_Source passage:_

Content starts

Editor’s note: The author of this item wishes to remain anonymous. It is not the normal policy of WCN&V to publish anonymous submissions. This one is an exception. It is the tradition of the recovery fellowship — in which the author found belonging and recovery — to not use names in publications. The author is known to me – actually, she is a friend. I was deeply moved by her story, and I believe you will be as well. Perhaps it will be an encouragement to someone who is struggling with substance abuse.
March 8, 1982 — The day I made a decision to stop drinking.
Bad things had happened to me as a result of my drinking, and I had hurt people. Somehow though, wrecking my vehicle by hitting a parked car, getting arrested for DUI, and spending a night in the local jail finally got my attention.
I did not like the person I was and felt shame constantly. I was so tired of expending the effort to look okay on the outside while being miserable on the inside. I had stopped drinking and using any other substance before, to prove to myself that I could. But I always drank again.
When I got home from jail that morning, I began looking for a meeting of that elusive fellowship, so anonymous at that time it was hard to find. I called a phone number I located in the phone book and received a return call. I was offered a ride, which I needed because my car was totaled. I went to a meeting that night. I was 23 years old, the youngest person in the group and the only female.

Content ends

_About this task:_ Reproduce the recovery account starting at "March 8, 1982" and ending at "always drank again.", substituting "guilt" for "shame" wherever it occurs.

_Extracted material:_
Content starts

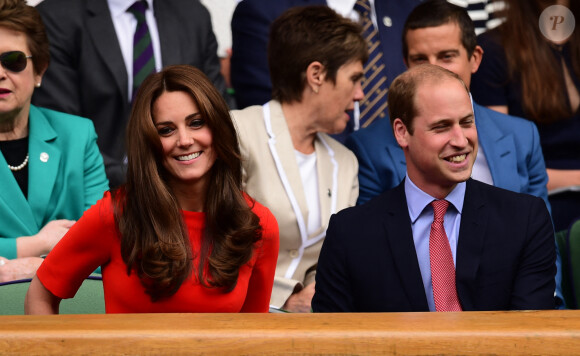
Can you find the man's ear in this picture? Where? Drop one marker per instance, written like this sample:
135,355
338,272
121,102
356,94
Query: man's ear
315,74
476,58
401,133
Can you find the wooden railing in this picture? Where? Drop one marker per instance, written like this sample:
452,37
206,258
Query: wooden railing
501,333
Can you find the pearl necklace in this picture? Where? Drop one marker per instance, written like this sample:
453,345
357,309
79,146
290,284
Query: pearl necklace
20,166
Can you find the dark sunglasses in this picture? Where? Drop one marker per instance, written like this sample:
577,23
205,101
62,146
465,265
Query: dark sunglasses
14,61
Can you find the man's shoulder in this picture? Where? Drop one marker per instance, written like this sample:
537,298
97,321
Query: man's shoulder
388,200
58,8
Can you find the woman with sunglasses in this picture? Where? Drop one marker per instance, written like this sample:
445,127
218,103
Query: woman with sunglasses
50,166
180,236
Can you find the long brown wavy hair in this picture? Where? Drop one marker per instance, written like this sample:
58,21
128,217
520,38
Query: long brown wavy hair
154,239
529,56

Content ends

_Answer:_
March 8, 1982 — The day I made a decision to stop drinking.
Bad things had happened to me as a result of my drinking, and I had hurt people. Somehow though, wrecking my vehicle by hitting a parked car, getting arrested for DUI, and spending a night in the local jail finally got my attention.
I did not like the person I was and felt guilt constantly. I was so tired of expending the effort to look okay on the outside while being miserable on the inside. I had stopped drinking and using any other substance before, to prove to myself that I could. But I always drank again.